# Start of SOURCE

KM: All organizations and corporate communications teams are different and their budgets, skills, and teams will determine how much support they can provide the business, and employees across the business, to up their communication skill sets.

However, I’ve found that even the most cash-strapped departments can find time to spend with people in the business who are keen to get involved in communications and learn how to do it well.

I’ve run small workshops for teams and groups of ‘comms champions’ in different businesses to help them establish the tone of voice, style, delivery, planning, and creation of their content.

This reaps dividends for the corporate comms team who will spend less time creating, proofing and editing content that can be managed by others in the business.

Now we can see more and more communications professionals coaching leaders, supporting them to communicate in ways to suit their style and their employees.

Everyone communicates, we can help those who want and need to be better at it.

2. Please, can you repeat the websites referred to that are useful for drilling down into specific topics?

KM: Quora and Kailo. We talked about having a wider perspective and worldview beyond our own ideas and principles. This can help us understand the people we are communicating with and their perspectives.

I recommended these two sites to help with seeing different perspectives around topics.
kialo.com is a new debating site, which is described as ‘an easy to use, yet powerful tool to engage in thoughtful discussion, understand different points of view, and help with collaborative decision-making’.

quora.com is a platform where people post questions and answers. Its description states ‘We want to connect the people who have the knowledge to the people who need it, to bring together people with different perspectives so they can understand each other better, and to empower everyone to share their knowledge for the benefit of the rest of the world.’

3. What’s your experience with a varied workforce that doesn’t have tech, don’t read emails or complete surveys, and where it’s difficult to get them out of their day job for focus groups or f2f chats.

KM: I’ve worked both in-house in the public sector and as a consultant to private sector clients with many remote workers doing jobs that don’t use tech as part of their work. It takes time and dedication to connect with remote teams.

Spending time with them while they do their work, joining them on their breaks etc will help you build relationships, understanding of their communication needs and what’s stopping them from engaging.

By doing this I’ve discovered situations such as: where a PC in an off-site workshop sat unused because the team leader didn’t want the team to use it because he thought they’d be ‘wasting time’; where emails sent to remote workers were not read because the server deleted any unread emails after two days…

Yes, these situations are real and as communication professionals, we need to find ways to navigate these challenges and hurdles. If they don’t have tech, try traditional methods or a way they can access on their own devices.

If they don’t like surveys and they are hard to reach or engage within the more formal face to face meetings, go and see them and talk to them, show them you’re interested in their work and build a relationship.

4. I'm Interested in strategies and tactics that work to (generally) engage and inspire non-desk employees.

KM: This is a very broad topic, and without knowing more about the employees, the organization and the challenge it’s tricky to provide inspiring ideas to help.

There’s no quick fix one-size fits all, but I would start by taking time to go to them where they work, to speak with them and find out what they like and dislike about their work and the organisation, what communication method works for them and then you’ll no doubt find some creative solutions to help you reach them with your communications.

5. I will be running a training session with managers about how they can use stakeholder mapping to be more effective with their communicating in their teams and projects they run. What key point would you recommend I cover?

# End of SOURCE
# Start of DATASET SECTION

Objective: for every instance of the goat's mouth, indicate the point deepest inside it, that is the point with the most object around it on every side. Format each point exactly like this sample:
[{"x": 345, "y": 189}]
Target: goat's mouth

# End of DATASET SECTION

**EXERCISE REQUIREMENTS**
Copy out the communications Q&A word for word, everything from "KM: Quora and" down to "with collaborative decision-making’.". The data plays no part in what follows.

**EXERCISE ANSWER**
KM: Quora and Kailo. We talked about having a wider perspective and worldview beyond our own ideas and principles. This can help us understand the people we are communicating with and their perspectives.

I recommended these two sites to help with seeing different perspectives around topics.
kialo.com is a new debating site, which is described as ‘an easy to use, yet powerful tool to engage in thoughtful discussion, understand different points of view, and help with collaborative decision-making’.